## Consigne 1
D'après l'extrait sur le plan blanc, pourquoi sa levée est-elle présentée comme une urgence sanitaire ? Répondez en une à trois phrases.
## Consigne 2
Recopiez fidèlement le passage de l'extrait sur le plan blanc qui commence par « 1,2, 3 Questions » et se poursuit jusqu'à « plan blanc élargi ! ».

## Extrait du document

1,2, 3 Questions du 02/06/20

Dr Philippe Cuq, président de l’Union des Chirurgiens De France (UCDF) et co-président de Le Bloc

Lever le plan blanc élargi !

Mis en place sur tout le territoire depuis le 13 mars, il faut aujourd’hui lever le plan blanc élargi. Il ne correspond plus à la situation sanitaire du pays, comme c’est le cas par exemple pour la grande région Occitanie où seulement 45 patients Covid sont hospitalisés en réanimation. Lever le plan blanc est aujourd’hui une urgence sanitaire. Depuis plus de deux mois, les patients avec des pathologies chroniques s’aggravent et nous voyons aujourd’hui des situations médico-chirurgicales très difficiles, avec des retards de diagnostic et de prise en charge, et indiscutablement des pertes de chance. Toutes les spécialités sont touchées. Même des chirurgies fonctionnelles ou esthétiques doivent pouvoir être prises en charge ! Nous verrons probablement dans les mois qui viennent une aggravation de la morbi-mortalité pour des pathologies non Covid.

## Enregistrements sources

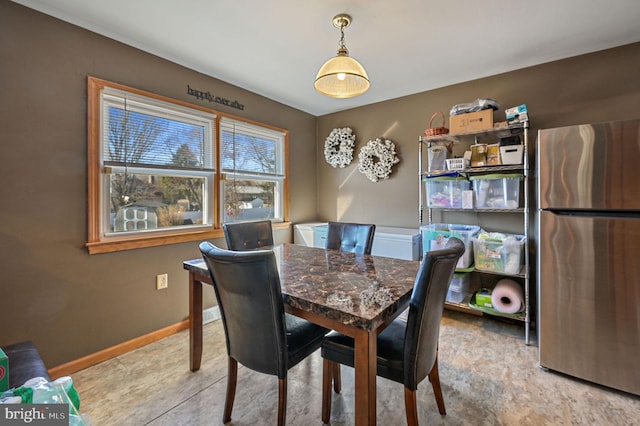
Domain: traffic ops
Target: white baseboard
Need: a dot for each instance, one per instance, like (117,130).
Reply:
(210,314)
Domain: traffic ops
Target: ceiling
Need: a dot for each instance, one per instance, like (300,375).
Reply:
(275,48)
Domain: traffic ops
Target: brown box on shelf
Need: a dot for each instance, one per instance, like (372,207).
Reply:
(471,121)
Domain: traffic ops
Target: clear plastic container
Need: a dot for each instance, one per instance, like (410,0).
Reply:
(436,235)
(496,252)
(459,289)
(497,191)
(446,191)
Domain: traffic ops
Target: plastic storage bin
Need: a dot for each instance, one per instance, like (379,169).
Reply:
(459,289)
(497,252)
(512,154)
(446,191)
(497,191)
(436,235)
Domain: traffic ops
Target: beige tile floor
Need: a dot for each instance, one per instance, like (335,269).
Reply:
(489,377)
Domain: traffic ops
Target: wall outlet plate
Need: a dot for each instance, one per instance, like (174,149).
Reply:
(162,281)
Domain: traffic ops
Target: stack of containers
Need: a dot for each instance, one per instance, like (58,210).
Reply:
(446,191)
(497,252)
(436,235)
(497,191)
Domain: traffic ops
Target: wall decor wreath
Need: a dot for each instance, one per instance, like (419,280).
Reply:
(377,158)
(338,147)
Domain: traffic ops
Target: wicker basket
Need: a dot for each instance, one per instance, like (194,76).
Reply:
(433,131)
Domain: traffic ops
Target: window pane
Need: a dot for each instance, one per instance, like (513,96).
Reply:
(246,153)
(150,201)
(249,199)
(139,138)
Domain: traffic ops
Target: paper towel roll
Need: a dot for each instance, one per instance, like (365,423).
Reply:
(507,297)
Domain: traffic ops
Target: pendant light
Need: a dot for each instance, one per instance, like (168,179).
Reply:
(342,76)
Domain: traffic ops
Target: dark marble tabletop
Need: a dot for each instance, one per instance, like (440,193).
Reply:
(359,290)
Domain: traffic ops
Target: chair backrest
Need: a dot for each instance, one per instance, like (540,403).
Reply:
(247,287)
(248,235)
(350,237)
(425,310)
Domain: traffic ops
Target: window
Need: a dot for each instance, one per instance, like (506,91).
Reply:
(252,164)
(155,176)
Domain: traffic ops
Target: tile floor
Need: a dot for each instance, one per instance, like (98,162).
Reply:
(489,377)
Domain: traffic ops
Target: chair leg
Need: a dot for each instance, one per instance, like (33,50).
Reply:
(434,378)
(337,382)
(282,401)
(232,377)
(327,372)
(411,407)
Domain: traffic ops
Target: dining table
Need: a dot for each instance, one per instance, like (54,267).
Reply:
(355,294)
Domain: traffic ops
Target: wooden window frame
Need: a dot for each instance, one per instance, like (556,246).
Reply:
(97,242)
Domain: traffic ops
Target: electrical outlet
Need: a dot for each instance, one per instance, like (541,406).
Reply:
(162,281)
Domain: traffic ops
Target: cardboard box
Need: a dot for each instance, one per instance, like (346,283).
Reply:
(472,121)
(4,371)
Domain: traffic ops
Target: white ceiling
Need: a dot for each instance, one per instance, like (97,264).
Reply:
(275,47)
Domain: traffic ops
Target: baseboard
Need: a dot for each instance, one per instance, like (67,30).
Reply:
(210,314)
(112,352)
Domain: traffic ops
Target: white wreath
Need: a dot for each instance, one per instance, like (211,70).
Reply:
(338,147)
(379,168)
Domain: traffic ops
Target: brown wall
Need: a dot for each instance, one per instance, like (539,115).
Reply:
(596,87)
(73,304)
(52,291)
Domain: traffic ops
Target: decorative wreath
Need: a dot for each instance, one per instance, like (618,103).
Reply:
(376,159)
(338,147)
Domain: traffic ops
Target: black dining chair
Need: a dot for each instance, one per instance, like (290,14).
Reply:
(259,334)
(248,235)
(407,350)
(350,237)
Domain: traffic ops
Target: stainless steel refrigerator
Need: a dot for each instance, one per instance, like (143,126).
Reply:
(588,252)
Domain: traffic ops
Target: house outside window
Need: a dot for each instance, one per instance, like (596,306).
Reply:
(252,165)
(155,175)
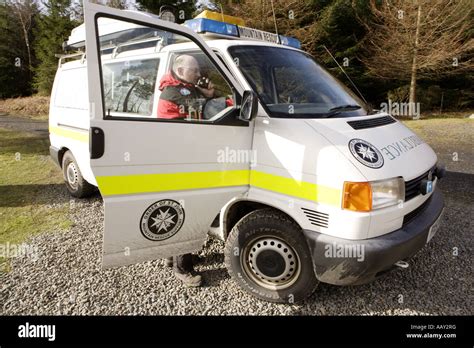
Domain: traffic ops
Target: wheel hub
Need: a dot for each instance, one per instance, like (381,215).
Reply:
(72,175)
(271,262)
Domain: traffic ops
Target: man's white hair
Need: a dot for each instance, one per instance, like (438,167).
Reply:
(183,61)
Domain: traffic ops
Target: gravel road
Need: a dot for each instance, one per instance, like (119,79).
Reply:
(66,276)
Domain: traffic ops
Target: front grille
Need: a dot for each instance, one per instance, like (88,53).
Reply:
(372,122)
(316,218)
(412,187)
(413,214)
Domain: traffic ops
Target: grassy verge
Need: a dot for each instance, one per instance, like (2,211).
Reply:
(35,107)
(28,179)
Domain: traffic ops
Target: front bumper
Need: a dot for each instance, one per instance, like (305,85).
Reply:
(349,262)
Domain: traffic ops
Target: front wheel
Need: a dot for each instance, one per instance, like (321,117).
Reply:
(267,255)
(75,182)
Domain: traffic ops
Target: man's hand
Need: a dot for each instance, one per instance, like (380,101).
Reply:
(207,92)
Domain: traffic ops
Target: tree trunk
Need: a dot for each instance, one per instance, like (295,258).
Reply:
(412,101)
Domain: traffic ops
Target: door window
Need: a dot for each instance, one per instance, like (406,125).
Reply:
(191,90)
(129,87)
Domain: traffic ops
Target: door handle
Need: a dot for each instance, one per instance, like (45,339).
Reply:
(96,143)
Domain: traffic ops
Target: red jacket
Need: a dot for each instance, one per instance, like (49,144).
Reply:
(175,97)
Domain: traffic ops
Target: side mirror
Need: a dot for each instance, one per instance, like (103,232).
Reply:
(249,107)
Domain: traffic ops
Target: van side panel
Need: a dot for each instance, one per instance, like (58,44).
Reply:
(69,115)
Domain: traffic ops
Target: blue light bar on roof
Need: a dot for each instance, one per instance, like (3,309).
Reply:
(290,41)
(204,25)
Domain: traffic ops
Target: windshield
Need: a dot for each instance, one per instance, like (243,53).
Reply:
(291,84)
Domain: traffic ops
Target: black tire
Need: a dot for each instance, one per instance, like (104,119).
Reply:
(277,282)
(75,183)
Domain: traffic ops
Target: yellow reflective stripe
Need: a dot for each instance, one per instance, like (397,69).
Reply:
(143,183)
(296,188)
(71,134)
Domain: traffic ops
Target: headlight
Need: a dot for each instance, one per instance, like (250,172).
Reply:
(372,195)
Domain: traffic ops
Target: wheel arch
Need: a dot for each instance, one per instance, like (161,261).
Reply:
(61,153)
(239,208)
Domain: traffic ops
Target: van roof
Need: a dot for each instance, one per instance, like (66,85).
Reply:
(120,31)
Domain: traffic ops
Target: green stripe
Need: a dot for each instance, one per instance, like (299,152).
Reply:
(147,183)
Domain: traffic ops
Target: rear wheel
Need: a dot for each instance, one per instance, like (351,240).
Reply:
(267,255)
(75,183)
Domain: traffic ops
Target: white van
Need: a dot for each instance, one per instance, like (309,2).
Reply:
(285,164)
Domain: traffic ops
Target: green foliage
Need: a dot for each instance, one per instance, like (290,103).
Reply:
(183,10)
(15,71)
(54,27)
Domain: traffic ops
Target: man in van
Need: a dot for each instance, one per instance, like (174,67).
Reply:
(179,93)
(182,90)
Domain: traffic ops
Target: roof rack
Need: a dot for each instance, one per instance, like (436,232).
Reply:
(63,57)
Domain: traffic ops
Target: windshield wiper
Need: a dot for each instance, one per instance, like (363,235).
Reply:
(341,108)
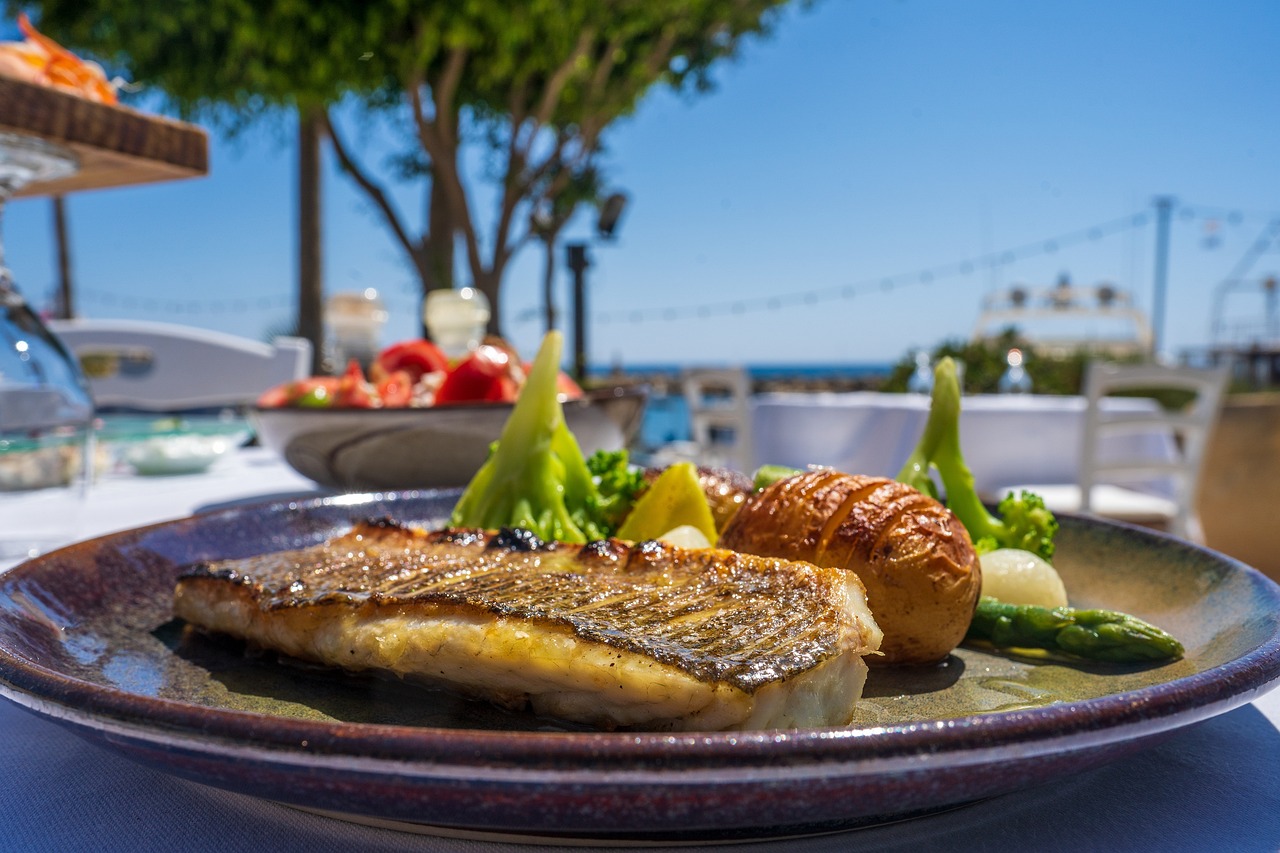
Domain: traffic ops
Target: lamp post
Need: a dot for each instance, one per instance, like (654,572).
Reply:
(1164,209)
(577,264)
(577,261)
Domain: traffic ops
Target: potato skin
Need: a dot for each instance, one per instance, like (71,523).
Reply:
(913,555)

## Corrigé 1
La levée du plan blanc élargi est présentée comme une urgence sanitaire parce que, depuis plus de deux mois, l'état des patients atteints de pathologies chroniques s'aggrave. Cela conduit à des situations médico-chirurgicales très difficiles, avec des retards de diagnostic et de prise en charge et des pertes de chance.

## Corrigé 2
1,2, 3 Questions du 02/06/20

Dr Philippe Cuq, président de l’Union des Chirurgiens De France (UCDF) et co-président de Le Bloc

Lever le plan blanc élargi !